EXERCICE A |
Quelles lignes des rangées contiennent le mot « green » ? Relevez-les toutes en tenant compte de la casse.

EXTRAIT DU TEXTE |
A l’heure d’entamer cette nouvelle conférence, je
tiens à signaler qu’elle comportera du placement de produit. Je
pense que chacun comprendra, autour de cette table, ce que cette
compromission doit à l’indigence et à la précarité.
C’est
que la vie d’intellectuel n’est pas un long fleuve tranquille.
Car si les ferrero rochers sont toujours les bienvenus dans les
soirées de l’ambassadeur, ils ne sauraient jamais remplacer la
tendreté d’une bonne bavette ou d’un aloyau. Charal. Rien de tel
qu’un bifteck et des frites.
Le
placement de produit ne s’improvise pas. Oh que non ! C’est
tout un art au contraire. Art balbutiant né de l’avènement de nos
sociétés modernes, des progrès de la médecine et de l’allongement
de l’espérance de vie.
Hé
oui ! Si naguère on pouvait escompter dilapider l’héritage
d’une vieille tante tubarde en tripots et bordels, c’en est fini
de cette époque de cocagne où l’on pouvait dédaigner qui un
poste de clerc de notaire à Romorantin, qui un poste de chargé de
comptoir à Pondichéry, qui une carrière de médecin dans la
Coloniale. Si jadis on pouvait à peu de frais dire merde à la
société, c’est elle aujourd’hui qui prend les devants. Et les
vieilles tantes ont la peau dure et le cuir tanné par des hivers
entiers passés au Marmara Club d’Agadir, une oasis de douceur où
l’été dure toute l’année.
Hormis
le vieille’tant-icide, extrémité risquée que je ne vous
recommande pas, la subsistance pécuniaire de l’intellectuel
moderne n’est pas de tout repos. Qui plus est sans matelas Epéda,
la perle du sommeil.
Comment
prendre la relève des Bukowski, Hemingway et Fante ? Comment
incarner le soufre, la bohème et les matins blêmes quand on épargne
son RSA ?
Le
placement de produit ne s’improvise pas. Il faut faire des choix.
J’en ai fait l’amère expérience par le passé avec ma
conférence sur le Carambar. Tout avait pourtant bien commencé
puisque sitôt ma conférence achevée, je gagnais mon poids en
carambar.
J’en
avais toujours rêvé. Je me souvenais de ce rêve inaccessible de
l’enfance où la marque aux 3 A promettait son poids en carambar à
l’heureux vainqueur du concours de blague éponyme.
Et
75 kg de Carambar, ce n’est pas rien, croyez-moi. 75 kg de plaisir
et de douceur, de suavité en bouche. 75 kg et à peu près autant de
blagues Carambar, ça compte dans une vie, croyez-moi. C’est comme
une assurance-vie. De la Matmut. Un digne pécule : rien moins
que ¾ de quintal d’éternité.
Mais
la Dolce vita ne dura qu’un temps. On me retira sans crier gare mon
poste d’ambassadeur de charme Carambar, la maison-mère ayant
pointé du doigt un prétendu embonpoint naissant. Mais à qui la
faute ?
Bref.
Le nirvana n’avait pas duré. S’en suivit une période guère
flatteuse pour mon ego faites d’humiliants refus. En témoigne mon
essai Le surhomme au regard de la modernité
sous-titré « Quand
y en a marre, y a Malabar » que
j’adressais au service distribution de la maison Kréma et qui ne
me valut guère plus que 3 paquets de chewing-gum.

DONNÉES DE L'EXERCICE |
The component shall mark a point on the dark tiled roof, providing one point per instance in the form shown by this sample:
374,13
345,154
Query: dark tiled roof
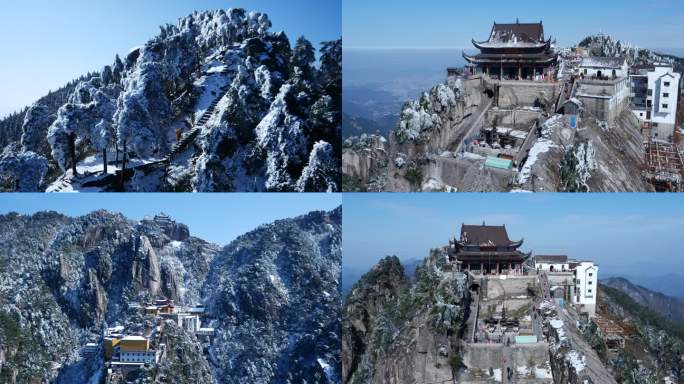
483,234
551,258
603,62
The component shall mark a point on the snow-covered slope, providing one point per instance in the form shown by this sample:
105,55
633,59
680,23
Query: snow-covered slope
273,294
216,102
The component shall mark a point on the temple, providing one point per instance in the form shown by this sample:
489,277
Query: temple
485,249
513,52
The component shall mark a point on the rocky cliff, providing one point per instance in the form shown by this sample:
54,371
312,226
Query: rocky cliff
273,293
395,331
669,307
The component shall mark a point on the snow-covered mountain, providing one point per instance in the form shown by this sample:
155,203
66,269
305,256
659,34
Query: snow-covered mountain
272,296
216,102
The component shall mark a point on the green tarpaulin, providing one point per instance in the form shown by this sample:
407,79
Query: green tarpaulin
495,162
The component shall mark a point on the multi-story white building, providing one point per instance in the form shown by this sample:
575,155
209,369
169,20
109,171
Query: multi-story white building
604,68
140,357
586,286
655,96
577,280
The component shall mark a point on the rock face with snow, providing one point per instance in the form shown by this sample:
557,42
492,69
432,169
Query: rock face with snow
398,332
273,294
425,152
249,108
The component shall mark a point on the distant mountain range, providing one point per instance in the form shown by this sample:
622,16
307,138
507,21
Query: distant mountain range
670,308
350,275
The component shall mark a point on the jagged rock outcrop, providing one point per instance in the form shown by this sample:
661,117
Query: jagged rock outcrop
216,102
597,158
273,292
669,307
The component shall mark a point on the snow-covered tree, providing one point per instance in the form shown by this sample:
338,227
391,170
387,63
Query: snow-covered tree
80,119
37,120
281,134
25,170
322,172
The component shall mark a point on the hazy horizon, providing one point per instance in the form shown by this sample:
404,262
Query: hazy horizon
48,44
622,233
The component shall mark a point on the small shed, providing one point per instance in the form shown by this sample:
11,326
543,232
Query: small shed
525,339
498,163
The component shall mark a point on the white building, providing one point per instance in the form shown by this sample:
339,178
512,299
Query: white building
576,280
140,357
90,349
551,263
662,97
603,87
586,286
190,323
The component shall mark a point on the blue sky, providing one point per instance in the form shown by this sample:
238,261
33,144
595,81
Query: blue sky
46,43
624,233
219,217
441,23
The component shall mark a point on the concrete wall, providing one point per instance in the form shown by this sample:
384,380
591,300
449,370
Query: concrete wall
525,93
356,164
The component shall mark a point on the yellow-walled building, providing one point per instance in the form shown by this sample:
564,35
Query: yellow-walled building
134,344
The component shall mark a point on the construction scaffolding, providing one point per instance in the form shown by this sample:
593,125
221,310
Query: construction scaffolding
664,166
612,333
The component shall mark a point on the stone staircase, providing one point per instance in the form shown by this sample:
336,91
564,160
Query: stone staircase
189,137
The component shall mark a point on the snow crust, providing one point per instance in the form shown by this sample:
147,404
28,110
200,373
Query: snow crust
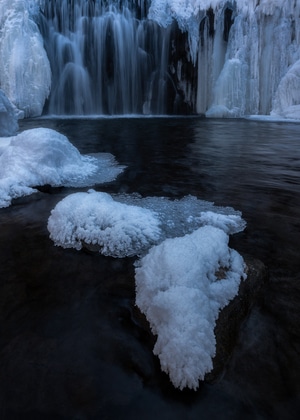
126,225
181,294
186,273
43,156
8,117
254,71
25,74
120,230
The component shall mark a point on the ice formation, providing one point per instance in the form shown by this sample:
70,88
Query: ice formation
247,53
181,285
43,156
126,225
25,74
117,229
8,117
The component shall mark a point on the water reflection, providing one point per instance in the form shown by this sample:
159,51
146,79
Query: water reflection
72,344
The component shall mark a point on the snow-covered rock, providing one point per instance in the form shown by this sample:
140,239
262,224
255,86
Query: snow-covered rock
25,74
95,219
43,156
181,285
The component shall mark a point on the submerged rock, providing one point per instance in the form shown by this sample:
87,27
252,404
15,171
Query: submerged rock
231,316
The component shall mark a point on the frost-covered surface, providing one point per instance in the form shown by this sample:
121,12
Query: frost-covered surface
181,285
183,281
25,74
8,117
43,156
120,230
126,225
251,72
287,98
179,217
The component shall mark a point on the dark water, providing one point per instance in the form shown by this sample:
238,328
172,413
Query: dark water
71,344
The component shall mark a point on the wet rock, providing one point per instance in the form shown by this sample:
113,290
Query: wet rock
231,317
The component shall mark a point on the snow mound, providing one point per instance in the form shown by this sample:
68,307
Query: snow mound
119,230
175,218
181,285
8,117
43,156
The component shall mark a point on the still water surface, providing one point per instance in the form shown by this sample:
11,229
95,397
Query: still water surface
70,343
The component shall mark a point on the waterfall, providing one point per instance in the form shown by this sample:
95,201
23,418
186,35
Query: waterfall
106,58
219,58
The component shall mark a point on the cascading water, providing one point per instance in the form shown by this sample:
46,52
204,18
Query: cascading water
106,59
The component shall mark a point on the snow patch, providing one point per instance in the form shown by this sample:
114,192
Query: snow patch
181,285
119,230
43,156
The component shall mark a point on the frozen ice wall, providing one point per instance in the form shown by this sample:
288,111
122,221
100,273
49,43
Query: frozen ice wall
247,53
8,117
25,74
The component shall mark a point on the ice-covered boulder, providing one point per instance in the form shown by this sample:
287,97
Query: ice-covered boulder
25,74
43,156
96,220
181,285
8,117
126,225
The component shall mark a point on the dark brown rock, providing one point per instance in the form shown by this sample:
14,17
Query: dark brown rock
231,317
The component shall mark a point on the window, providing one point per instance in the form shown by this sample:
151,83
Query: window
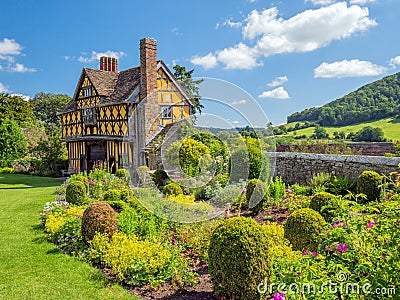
89,116
87,91
166,112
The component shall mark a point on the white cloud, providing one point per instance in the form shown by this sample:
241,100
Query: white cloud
395,61
3,88
348,68
238,102
361,2
278,81
278,93
207,62
238,57
307,31
20,68
321,2
95,56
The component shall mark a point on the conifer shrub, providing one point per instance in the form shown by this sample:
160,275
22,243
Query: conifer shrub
302,229
324,203
99,217
172,189
75,193
369,183
238,258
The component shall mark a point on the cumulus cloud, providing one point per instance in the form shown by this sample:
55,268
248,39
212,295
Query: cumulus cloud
278,93
3,88
348,68
238,102
95,56
20,68
238,57
278,81
207,62
395,61
307,31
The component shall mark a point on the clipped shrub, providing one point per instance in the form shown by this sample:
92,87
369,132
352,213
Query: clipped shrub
172,189
324,203
259,189
99,217
221,178
160,177
238,258
369,183
302,229
75,193
123,174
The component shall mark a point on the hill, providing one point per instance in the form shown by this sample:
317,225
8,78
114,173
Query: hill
375,101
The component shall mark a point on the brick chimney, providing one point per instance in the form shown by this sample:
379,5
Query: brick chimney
109,64
148,66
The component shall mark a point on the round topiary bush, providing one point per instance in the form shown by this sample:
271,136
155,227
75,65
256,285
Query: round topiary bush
99,217
368,183
75,193
172,189
324,203
238,258
302,229
123,174
259,189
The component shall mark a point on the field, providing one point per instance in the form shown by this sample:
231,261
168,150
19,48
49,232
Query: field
390,127
32,268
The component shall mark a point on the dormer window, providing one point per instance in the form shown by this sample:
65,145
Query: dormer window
87,91
89,116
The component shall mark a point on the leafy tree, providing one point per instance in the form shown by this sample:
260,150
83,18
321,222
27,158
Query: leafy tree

EXERCICE B |
Répondez brièvement à ces questions sur le texte consacré au placement de produit :
(i) Quel poids de Carambar est gagné sitôt achevée la conférence sur le Carambar ?
(ii) À quel service de quelle maison l'essai « Le surhomme au regard de la modernité » est-il adressé ?
(iii) Dans quelle ville se trouve le Marmara Club ?

RÉPONSE A |
The component shall mark a point on the green tarpaulin, providing one point per instance in the form shown by this sample:
Query: green tarpaulin

RÉPONSE B |
(i) 75 kg.
(ii) Au service distribution de la maison Kréma.
(iii) À Agadir.